# Material for this task:
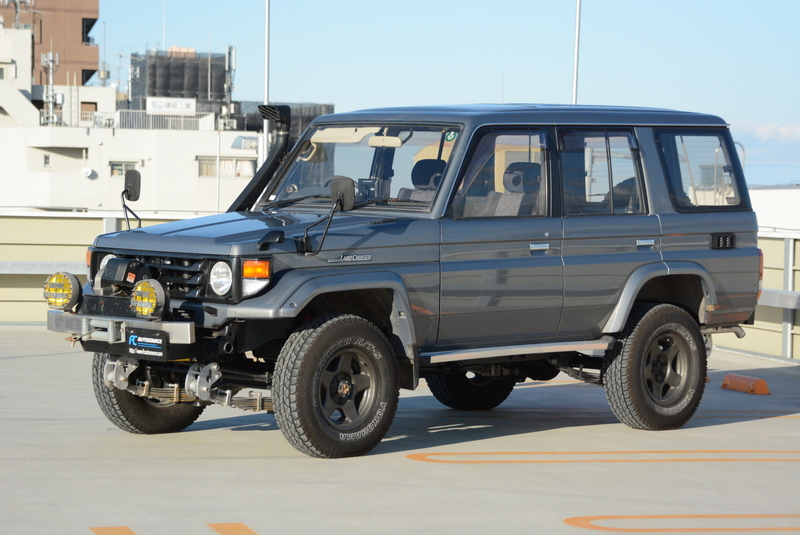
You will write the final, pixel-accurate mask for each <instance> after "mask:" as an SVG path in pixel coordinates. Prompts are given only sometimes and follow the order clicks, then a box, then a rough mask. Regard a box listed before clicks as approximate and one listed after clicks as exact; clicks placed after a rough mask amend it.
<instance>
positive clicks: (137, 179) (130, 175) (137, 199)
mask: <svg viewBox="0 0 800 535" xmlns="http://www.w3.org/2000/svg"><path fill="white" fill-rule="evenodd" d="M141 189H142V175H141V173H139V171H137V170H136V169H129V170H128V171H125V191H123V192H122V194H123V195H124V196H125V198H126V199H128V200H129V201H131V202H136V201H138V200H139V193H140V192H141Z"/></svg>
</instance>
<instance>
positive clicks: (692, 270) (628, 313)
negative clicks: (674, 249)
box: [602, 262, 717, 334]
mask: <svg viewBox="0 0 800 535" xmlns="http://www.w3.org/2000/svg"><path fill="white" fill-rule="evenodd" d="M671 275H672V276H675V275H693V276H696V277H698V278H699V279H700V284H701V285H702V287H703V301H702V304H701V306H700V310H698V311H697V313H698V316H699V318H700V321H701V323H702V322H703V320H704V319H705V312H706V311H707V310H708V308H709V307H713V306H714V305H716V304H717V294H716V292H715V291H714V283H713V281H712V279H711V275H710V274H709V273H708V271H706V270H705V268H703V266H701V265H700V264H697V263H695V262H656V263H653V264H646V265H644V266H641V267H640V268H638V269H637V270H636V271H634V272H633V273H632V274H631V276H630V277H629V278H628V280H627V282H626V283H625V287H624V288H623V289H622V293H620V298H619V301H617V306H616V307H614V310H613V311H612V312H611V316H609V318H608V321H606V324H605V326H604V327H603V329H602V332H603V333H604V334H613V333H618V332H620V331H621V330H622V329H623V327H625V323H626V322H627V321H628V315H629V314H630V313H631V309H632V308H633V303H634V302H635V301H636V297H637V296H638V295H639V292H640V291H641V289H642V288H643V287H644V285H645V284H647V283H648V282H649V281H651V280H652V279H655V278H658V277H667V276H671Z"/></svg>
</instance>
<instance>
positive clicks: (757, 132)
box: [92, 0, 800, 184]
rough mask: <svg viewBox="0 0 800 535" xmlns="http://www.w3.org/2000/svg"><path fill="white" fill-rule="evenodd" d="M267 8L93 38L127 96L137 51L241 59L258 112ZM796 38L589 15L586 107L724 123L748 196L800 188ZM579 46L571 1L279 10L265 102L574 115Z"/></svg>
mask: <svg viewBox="0 0 800 535" xmlns="http://www.w3.org/2000/svg"><path fill="white" fill-rule="evenodd" d="M264 8H265V2H264V0H239V1H237V2H233V1H219V0H216V1H210V0H138V1H136V2H130V1H123V0H101V3H100V20H99V21H98V24H97V25H96V26H95V28H94V30H93V32H92V35H93V36H94V37H95V39H96V41H97V42H98V43H99V44H100V46H101V58H103V57H104V58H105V60H106V61H107V63H108V65H109V70H110V71H111V76H112V78H116V77H118V76H119V77H121V78H122V79H123V82H122V84H123V86H124V85H125V81H124V79H125V76H126V74H125V73H126V72H127V61H128V60H127V56H128V55H129V54H130V53H131V52H138V53H143V52H145V51H146V50H147V49H152V48H161V49H165V48H168V47H170V46H180V47H193V48H196V49H197V50H198V51H199V52H207V51H209V50H210V51H211V52H215V53H218V52H224V51H225V47H227V46H229V45H232V46H235V47H236V49H237V70H236V76H235V87H236V89H235V91H234V98H235V99H236V100H263V97H264V35H265V28H264ZM164 22H166V24H164ZM798 23H800V0H759V1H755V0H702V1H698V0H668V1H666V0H660V1H659V0H582V13H581V48H580V71H579V86H578V103H580V104H608V105H631V106H651V107H660V108H673V109H680V110H688V111H699V112H705V113H712V114H716V115H720V116H721V117H723V118H724V119H725V120H727V121H728V122H729V123H731V125H732V130H733V134H734V138H735V139H736V140H737V141H739V142H741V143H742V144H743V145H744V147H745V151H746V175H747V177H748V181H749V182H750V183H751V184H785V183H789V182H792V181H797V182H800V105H798V103H797V96H798V92H799V91H798V88H800V32H798V30H797V28H798ZM165 30H166V31H165ZM574 32H575V0H491V1H478V0H424V1H421V0H339V1H333V0H302V1H296V0H294V1H293V0H271V2H270V63H269V68H270V88H269V95H270V100H272V101H277V102H317V103H330V104H334V105H335V109H336V111H349V110H354V109H362V108H371V107H379V106H406V105H409V106H410V105H420V104H464V103H484V102H533V103H536V102H540V103H569V102H570V101H571V99H572V65H573V63H572V61H573V51H574V48H573V45H574V38H575V33H574ZM104 33H105V37H104V36H103V34H104ZM164 36H165V37H166V39H164V38H163V37H164ZM104 41H105V47H104V48H103V43H104ZM162 41H163V42H162ZM120 56H122V57H120ZM120 63H121V65H122V68H121V69H118V65H119V64H120ZM118 73H119V74H118Z"/></svg>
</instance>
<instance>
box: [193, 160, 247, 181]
mask: <svg viewBox="0 0 800 535" xmlns="http://www.w3.org/2000/svg"><path fill="white" fill-rule="evenodd" d="M197 163H198V169H197V171H198V176H213V177H215V176H217V159H216V158H212V157H203V156H201V157H198V158H197ZM255 172H256V161H255V160H245V159H237V158H220V159H219V176H220V177H222V178H234V177H239V178H253V176H254V175H255Z"/></svg>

# Exercise aim:
Copy out all of the data above word for word, leaving out the pictures.

# Your solution:
You will write the final, pixel-accurate mask for each <instance> after "mask:" as an SVG path in pixel coordinates. Prompts are given only sometimes and follow the order clicks, then a box, then a rough mask. Regard a box listed before clicks as approximate and one listed after clicks as exact; clicks placed after a rough mask amend it.
<instance>
positive clicks: (137, 179) (130, 175) (137, 199)
mask: <svg viewBox="0 0 800 535" xmlns="http://www.w3.org/2000/svg"><path fill="white" fill-rule="evenodd" d="M141 189H142V175H141V173H139V171H137V170H136V169H129V170H128V171H125V191H123V192H122V194H123V195H124V196H125V198H126V199H128V200H129V201H131V202H136V201H138V200H139V193H140V192H141Z"/></svg>
</instance>
<instance>
positive clicks: (692, 270) (628, 313)
negative clicks: (674, 249)
box: [602, 262, 717, 334]
mask: <svg viewBox="0 0 800 535" xmlns="http://www.w3.org/2000/svg"><path fill="white" fill-rule="evenodd" d="M671 275H672V276H675V275H693V276H696V277H698V278H699V279H700V284H701V285H702V287H703V301H702V304H701V306H700V310H698V311H697V313H698V316H699V318H700V321H701V323H702V322H703V320H704V319H705V312H706V311H707V310H708V308H709V307H713V306H714V305H716V304H717V294H716V292H715V291H714V283H713V281H712V279H711V275H710V274H709V273H708V271H706V270H705V268H703V266H701V265H700V264H697V263H695V262H656V263H653V264H646V265H644V266H641V267H640V268H638V269H637V270H636V271H634V272H633V273H632V274H631V276H630V277H629V278H628V280H627V282H626V283H625V287H624V288H623V289H622V293H620V298H619V301H617V306H616V307H614V310H613V311H612V312H611V316H609V318H608V321H606V324H605V326H604V327H603V329H602V332H603V333H604V334H613V333H618V332H620V331H621V330H622V329H623V327H625V323H626V322H627V321H628V315H629V314H630V313H631V309H632V308H633V303H634V302H635V301H636V297H637V296H638V295H639V292H640V291H641V289H642V288H643V287H644V285H645V284H647V283H648V282H649V281H651V280H652V279H655V278H658V277H667V276H671Z"/></svg>
</instance>
<instance>
positive clicks: (757, 132)
box: [92, 0, 800, 184]
rough mask: <svg viewBox="0 0 800 535" xmlns="http://www.w3.org/2000/svg"><path fill="white" fill-rule="evenodd" d="M267 8L93 38L127 96L137 51L241 59L258 112ZM796 38L589 15L586 107L724 123L748 196L800 188ZM579 46L571 1L279 10L265 102L574 115Z"/></svg>
mask: <svg viewBox="0 0 800 535" xmlns="http://www.w3.org/2000/svg"><path fill="white" fill-rule="evenodd" d="M264 8H265V2H264V0H239V1H237V2H233V1H219V0H216V1H210V0H138V1H136V2H130V1H123V0H101V3H100V20H99V21H98V24H97V25H96V26H95V28H94V30H93V32H92V35H93V36H94V37H95V39H96V41H97V42H98V43H99V44H100V46H101V58H103V57H104V58H105V60H106V61H107V63H108V65H109V70H110V71H111V76H112V78H116V77H118V76H119V77H121V78H122V79H123V82H122V84H123V86H124V85H125V81H124V79H125V76H126V74H125V73H126V72H127V61H128V60H127V56H128V55H129V54H130V53H131V52H138V53H143V52H145V51H146V50H147V49H152V48H161V49H165V48H168V47H170V46H180V47H193V48H196V49H197V50H198V51H199V52H207V51H209V50H210V51H211V52H215V53H218V52H224V51H225V47H227V46H229V45H232V46H235V47H236V49H237V70H236V76H235V87H236V89H235V91H234V98H235V99H236V100H263V97H264V35H265V28H264ZM164 22H166V24H164ZM798 23H800V0H759V1H755V0H702V1H698V0H668V1H666V0H660V1H659V0H582V13H581V48H580V71H579V86H578V103H580V104H608V105H631V106H651V107H660V108H673V109H680V110H688V111H699V112H705V113H712V114H716V115H720V116H721V117H723V118H724V119H725V120H727V121H728V122H729V123H731V125H732V130H733V134H734V138H735V139H736V140H737V141H739V142H741V143H742V144H743V145H744V147H745V151H746V175H747V177H748V181H749V182H750V183H751V184H785V183H789V182H792V181H797V182H800V105H798V103H797V96H798V92H799V91H798V88H800V32H798V30H797V28H798ZM165 30H166V31H165ZM574 32H575V0H491V1H478V0H424V1H421V0H339V1H333V0H302V1H296V0H294V1H293V0H271V2H270V63H269V68H270V88H269V95H270V100H272V101H277V102H317V103H330V104H334V105H335V109H336V111H349V110H354V109H362V108H371V107H379V106H406V105H409V106H410V105H420V104H464V103H484V102H533V103H536V102H540V103H569V102H570V101H571V99H572V65H573V63H572V61H573V51H574V48H573V45H574V38H575V33H574ZM104 33H105V37H104V36H103V34H104ZM164 36H165V37H166V39H164V38H163V37H164ZM104 41H105V47H104V48H103V43H104ZM162 41H163V42H162ZM120 56H122V57H120ZM120 63H121V65H122V68H121V69H118V65H119V64H120ZM118 73H119V74H118Z"/></svg>
</instance>
<instance>
box: [193, 160, 247, 181]
mask: <svg viewBox="0 0 800 535" xmlns="http://www.w3.org/2000/svg"><path fill="white" fill-rule="evenodd" d="M197 163H198V169H197V171H198V176H213V177H215V176H217V159H216V158H212V157H203V156H201V157H198V158H197ZM255 172H256V161H255V160H245V159H237V158H220V159H219V176H220V177H222V178H234V177H239V178H253V176H254V175H255Z"/></svg>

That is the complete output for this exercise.